== STATED EXERCISE ==
Copy out, character for character, the portion of the entries below that starts with the line containing "Trace denim shirt in this frame." and ends with the line containing "[521,426,812,479]", with both of those lines included. Reproduce only that span.

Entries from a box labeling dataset

######

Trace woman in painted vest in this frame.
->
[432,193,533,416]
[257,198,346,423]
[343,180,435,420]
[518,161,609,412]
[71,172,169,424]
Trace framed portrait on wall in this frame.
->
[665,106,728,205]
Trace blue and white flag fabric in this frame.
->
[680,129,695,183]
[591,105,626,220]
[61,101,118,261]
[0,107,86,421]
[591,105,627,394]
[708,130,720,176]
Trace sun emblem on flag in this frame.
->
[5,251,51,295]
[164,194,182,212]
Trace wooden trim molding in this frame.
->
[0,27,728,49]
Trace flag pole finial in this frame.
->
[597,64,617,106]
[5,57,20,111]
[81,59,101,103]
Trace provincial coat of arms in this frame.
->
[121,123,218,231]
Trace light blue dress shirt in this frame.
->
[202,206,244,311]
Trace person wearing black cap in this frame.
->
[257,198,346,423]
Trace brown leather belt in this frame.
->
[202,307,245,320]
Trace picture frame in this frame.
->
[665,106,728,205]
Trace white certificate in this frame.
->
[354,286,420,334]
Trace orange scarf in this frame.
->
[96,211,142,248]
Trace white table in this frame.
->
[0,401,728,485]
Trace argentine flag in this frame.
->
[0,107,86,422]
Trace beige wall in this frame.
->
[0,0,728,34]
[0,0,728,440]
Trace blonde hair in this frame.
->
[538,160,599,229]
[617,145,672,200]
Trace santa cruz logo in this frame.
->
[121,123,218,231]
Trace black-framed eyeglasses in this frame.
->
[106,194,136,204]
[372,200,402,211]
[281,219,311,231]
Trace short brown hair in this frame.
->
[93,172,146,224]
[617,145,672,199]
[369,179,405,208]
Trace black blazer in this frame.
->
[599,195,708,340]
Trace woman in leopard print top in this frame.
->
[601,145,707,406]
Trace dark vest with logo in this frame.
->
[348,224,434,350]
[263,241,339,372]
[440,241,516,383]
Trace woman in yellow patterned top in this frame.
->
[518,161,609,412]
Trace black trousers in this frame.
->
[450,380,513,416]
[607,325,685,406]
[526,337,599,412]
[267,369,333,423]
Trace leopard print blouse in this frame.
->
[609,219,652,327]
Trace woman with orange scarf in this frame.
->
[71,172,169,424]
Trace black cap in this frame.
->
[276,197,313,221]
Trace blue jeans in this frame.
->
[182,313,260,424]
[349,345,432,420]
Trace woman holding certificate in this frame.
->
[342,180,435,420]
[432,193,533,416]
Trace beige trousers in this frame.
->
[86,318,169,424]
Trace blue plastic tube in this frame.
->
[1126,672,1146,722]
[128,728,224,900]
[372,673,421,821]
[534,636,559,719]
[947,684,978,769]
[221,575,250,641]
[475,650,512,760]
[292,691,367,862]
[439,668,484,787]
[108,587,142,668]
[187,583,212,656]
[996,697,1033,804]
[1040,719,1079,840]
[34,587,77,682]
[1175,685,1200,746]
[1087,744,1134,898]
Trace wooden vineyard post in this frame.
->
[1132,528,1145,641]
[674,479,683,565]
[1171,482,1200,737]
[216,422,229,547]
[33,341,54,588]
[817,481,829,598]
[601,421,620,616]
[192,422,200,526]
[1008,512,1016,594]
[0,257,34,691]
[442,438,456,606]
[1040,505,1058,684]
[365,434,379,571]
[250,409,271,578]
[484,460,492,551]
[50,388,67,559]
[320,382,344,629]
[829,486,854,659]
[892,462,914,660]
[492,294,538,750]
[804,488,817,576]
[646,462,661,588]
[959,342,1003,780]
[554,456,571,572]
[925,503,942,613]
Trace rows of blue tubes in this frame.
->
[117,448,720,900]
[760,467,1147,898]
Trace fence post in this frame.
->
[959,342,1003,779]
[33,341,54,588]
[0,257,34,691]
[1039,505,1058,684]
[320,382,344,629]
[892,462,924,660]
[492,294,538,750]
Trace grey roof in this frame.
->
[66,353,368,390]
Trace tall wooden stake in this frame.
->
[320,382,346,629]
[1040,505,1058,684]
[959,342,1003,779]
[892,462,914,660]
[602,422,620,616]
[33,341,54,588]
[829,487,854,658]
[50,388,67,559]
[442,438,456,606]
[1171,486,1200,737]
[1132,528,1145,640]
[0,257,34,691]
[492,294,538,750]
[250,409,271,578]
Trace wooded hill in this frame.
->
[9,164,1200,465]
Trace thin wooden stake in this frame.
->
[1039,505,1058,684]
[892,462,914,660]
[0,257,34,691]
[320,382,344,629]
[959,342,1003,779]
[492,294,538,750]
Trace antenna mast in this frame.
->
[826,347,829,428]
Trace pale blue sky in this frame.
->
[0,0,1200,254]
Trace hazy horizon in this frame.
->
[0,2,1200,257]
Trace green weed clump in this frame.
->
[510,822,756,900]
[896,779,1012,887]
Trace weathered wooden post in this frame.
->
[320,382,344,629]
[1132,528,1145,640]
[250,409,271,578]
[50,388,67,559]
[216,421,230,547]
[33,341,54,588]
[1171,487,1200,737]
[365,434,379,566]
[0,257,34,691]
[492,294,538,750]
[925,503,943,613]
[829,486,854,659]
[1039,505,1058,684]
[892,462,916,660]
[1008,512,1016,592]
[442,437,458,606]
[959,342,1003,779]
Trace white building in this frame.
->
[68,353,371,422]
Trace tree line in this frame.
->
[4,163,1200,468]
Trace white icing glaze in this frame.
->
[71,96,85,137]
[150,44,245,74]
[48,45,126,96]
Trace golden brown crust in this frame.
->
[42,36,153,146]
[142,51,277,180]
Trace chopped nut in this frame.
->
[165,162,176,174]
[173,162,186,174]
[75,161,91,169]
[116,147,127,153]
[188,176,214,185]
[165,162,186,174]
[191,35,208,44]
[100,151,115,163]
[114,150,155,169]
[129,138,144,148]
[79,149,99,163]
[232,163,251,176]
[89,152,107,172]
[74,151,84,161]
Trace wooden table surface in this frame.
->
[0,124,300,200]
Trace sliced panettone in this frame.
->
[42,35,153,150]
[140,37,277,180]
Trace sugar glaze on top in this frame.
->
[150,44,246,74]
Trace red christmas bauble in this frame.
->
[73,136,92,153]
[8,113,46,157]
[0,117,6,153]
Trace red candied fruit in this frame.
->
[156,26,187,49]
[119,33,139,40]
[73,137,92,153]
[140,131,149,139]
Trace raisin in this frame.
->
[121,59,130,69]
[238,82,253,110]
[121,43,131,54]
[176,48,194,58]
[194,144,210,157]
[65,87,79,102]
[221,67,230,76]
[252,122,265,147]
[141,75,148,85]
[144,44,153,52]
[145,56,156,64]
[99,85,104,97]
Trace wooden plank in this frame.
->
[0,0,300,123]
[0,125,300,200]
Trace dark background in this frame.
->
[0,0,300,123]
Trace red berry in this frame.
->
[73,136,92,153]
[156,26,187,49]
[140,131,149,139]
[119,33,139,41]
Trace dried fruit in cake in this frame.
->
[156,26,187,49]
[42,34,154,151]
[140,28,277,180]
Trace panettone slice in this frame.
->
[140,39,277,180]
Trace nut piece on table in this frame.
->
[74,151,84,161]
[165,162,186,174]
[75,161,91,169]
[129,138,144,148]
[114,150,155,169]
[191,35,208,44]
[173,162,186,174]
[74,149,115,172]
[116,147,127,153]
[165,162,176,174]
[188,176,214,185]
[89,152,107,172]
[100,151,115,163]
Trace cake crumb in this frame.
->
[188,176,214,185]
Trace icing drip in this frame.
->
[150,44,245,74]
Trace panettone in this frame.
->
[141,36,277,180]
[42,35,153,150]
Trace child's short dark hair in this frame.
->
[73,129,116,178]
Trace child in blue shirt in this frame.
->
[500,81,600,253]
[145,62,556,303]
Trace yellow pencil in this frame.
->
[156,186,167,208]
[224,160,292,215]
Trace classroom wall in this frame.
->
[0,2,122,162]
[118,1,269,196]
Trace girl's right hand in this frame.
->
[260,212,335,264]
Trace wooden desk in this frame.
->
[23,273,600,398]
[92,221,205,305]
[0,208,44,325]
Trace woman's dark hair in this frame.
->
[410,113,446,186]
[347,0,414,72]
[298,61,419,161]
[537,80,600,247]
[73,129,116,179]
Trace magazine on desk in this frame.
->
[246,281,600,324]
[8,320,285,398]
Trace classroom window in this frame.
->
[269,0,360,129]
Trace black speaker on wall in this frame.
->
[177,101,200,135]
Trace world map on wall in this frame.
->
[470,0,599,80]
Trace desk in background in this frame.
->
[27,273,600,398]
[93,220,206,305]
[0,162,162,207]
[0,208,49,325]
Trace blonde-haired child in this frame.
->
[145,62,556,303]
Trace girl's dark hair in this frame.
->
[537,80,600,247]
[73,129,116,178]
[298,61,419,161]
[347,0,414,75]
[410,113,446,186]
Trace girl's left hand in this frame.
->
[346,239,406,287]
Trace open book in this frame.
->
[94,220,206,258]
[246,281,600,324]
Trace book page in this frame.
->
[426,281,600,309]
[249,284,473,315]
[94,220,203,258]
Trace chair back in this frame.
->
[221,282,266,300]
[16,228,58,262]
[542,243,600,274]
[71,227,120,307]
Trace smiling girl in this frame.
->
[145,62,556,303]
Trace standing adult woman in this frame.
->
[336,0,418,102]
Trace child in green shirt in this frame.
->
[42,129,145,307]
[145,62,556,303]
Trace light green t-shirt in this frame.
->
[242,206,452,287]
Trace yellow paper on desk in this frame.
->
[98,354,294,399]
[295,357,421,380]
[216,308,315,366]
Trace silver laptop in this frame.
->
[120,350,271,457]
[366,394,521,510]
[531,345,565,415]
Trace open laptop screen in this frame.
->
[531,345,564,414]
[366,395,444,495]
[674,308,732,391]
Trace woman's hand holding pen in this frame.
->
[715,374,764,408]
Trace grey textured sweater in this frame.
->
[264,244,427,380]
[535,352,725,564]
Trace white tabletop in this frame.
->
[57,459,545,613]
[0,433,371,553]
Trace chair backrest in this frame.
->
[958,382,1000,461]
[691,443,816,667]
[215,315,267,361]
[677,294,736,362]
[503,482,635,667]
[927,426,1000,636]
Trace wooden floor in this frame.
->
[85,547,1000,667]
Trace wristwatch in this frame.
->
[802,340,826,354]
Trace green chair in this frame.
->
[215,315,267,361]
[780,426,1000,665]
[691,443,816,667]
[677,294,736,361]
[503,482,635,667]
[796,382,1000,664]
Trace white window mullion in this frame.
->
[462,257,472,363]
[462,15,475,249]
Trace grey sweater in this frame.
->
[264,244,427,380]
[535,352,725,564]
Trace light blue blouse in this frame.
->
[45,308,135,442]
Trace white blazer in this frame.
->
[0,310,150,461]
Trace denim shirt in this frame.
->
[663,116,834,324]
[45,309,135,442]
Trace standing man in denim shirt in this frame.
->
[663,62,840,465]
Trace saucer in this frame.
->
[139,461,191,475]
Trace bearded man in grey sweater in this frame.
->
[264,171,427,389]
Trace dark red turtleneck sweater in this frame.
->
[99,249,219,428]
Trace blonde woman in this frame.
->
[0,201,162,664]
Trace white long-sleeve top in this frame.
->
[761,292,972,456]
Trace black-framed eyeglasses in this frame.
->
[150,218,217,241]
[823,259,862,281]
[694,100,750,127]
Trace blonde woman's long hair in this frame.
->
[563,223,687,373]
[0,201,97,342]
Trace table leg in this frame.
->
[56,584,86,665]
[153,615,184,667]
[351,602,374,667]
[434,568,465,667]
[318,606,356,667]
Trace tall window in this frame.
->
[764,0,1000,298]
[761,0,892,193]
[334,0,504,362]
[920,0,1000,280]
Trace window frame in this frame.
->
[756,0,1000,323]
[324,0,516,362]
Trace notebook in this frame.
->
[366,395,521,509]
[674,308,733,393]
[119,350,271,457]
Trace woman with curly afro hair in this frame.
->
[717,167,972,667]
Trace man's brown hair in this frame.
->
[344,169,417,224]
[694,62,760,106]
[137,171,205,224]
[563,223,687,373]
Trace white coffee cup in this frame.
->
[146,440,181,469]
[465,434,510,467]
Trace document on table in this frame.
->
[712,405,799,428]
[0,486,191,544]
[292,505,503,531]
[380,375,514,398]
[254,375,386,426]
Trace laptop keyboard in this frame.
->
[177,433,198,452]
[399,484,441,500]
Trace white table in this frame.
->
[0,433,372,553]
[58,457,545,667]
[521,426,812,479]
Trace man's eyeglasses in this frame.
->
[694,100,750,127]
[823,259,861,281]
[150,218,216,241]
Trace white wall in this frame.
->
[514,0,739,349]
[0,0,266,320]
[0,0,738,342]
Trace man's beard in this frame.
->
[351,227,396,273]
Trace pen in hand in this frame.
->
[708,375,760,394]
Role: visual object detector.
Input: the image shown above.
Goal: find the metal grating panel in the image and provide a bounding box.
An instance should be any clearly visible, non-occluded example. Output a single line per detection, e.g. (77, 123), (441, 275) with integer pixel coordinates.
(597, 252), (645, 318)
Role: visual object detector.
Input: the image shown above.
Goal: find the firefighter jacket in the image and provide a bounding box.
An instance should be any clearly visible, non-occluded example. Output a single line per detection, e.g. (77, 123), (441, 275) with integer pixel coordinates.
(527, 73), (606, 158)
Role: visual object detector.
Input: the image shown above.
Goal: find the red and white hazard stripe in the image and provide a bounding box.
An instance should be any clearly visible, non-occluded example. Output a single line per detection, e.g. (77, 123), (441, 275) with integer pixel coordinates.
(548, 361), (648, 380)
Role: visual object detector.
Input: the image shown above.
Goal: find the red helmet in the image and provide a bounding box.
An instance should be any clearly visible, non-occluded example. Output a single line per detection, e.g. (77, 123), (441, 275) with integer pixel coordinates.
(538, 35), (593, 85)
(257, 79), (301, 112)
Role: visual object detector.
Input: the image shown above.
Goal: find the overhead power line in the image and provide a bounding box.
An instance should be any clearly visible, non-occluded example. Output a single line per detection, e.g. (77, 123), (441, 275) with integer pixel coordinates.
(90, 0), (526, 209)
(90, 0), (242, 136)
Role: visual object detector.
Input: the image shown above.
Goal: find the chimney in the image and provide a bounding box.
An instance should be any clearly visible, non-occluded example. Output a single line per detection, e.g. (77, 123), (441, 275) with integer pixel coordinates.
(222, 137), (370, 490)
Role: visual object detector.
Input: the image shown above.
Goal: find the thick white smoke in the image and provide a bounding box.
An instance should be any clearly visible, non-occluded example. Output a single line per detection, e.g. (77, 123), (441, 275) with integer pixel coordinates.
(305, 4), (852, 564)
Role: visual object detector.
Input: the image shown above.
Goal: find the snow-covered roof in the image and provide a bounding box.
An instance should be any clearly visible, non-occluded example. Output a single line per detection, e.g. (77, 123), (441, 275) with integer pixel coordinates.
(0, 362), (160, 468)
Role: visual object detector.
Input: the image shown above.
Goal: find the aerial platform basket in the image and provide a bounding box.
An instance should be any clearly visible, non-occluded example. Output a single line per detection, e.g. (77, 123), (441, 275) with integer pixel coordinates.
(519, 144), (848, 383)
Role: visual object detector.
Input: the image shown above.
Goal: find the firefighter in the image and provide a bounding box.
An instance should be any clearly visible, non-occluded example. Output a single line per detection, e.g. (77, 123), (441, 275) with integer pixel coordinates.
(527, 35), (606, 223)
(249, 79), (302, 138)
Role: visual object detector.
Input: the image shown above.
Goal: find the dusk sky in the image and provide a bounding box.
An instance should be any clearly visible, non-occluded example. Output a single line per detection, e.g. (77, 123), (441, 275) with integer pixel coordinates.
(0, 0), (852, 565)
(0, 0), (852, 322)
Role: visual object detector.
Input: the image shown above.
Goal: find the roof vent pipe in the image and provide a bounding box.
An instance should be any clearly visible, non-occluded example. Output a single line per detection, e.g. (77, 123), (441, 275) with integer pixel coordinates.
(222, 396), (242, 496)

######

== EXERCISE RESPONSE ==
Trace denim shirt in this frame.
->
[663,116,834,324]
[45,309,135,442]
Trace standing man in denim shirt in this frame.
->
[663,62,840,465]
Trace saucer in this frame.
->
[139,461,191,475]
Trace bearded man in grey sweater in this frame.
->
[264,171,427,389]
Trace dark red turtleneck sweater in this frame.
->
[99,249,219,428]
Trace blonde woman in this frame.
->
[0,201,162,664]
Trace white long-sleeve top in this frame.
->
[761,292,972,456]
Trace black-framed eyeglasses in this frame.
->
[150,218,217,241]
[823,259,862,281]
[694,100,750,127]
Trace blonde woman's long hair in this frame.
->
[563,223,687,373]
[0,201,97,342]
Trace table leg in this frame.
->
[56,584,86,665]
[153,615,184,667]
[351,602,374,667]
[434,568,465,667]
[318,606,356,667]
Trace tall window in this frame.
->
[764,0,1000,298]
[761,0,892,193]
[334,0,504,362]
[920,0,1000,280]
Trace window frame in this frame.
->
[756,0,1000,323]
[324,0,516,362]
Trace notebook in this frame.
->
[366,395,521,509]
[674,308,733,393]
[119,350,271,457]
Trace woman with curly afro hair in this frame.
->
[717,167,972,667]
Trace man's brown hair in this frame.
->
[344,169,417,224]
[694,62,760,106]
[137,171,205,224]
[563,223,687,373]
Trace white coffee cup in this frame.
->
[146,440,181,469]
[465,434,510,467]
Trace document on table in this frame.
->
[712,405,799,428]
[0,486,191,544]
[292,505,503,531]
[380,375,514,398]
[254,375,386,426]
Trace laptop keyboard in this frame.
->
[177,433,198,452]
[399,484,441,500]
Trace white table in this frame.
->
[0,433,372,553]
[58,457,545,667]
[521,426,812,479]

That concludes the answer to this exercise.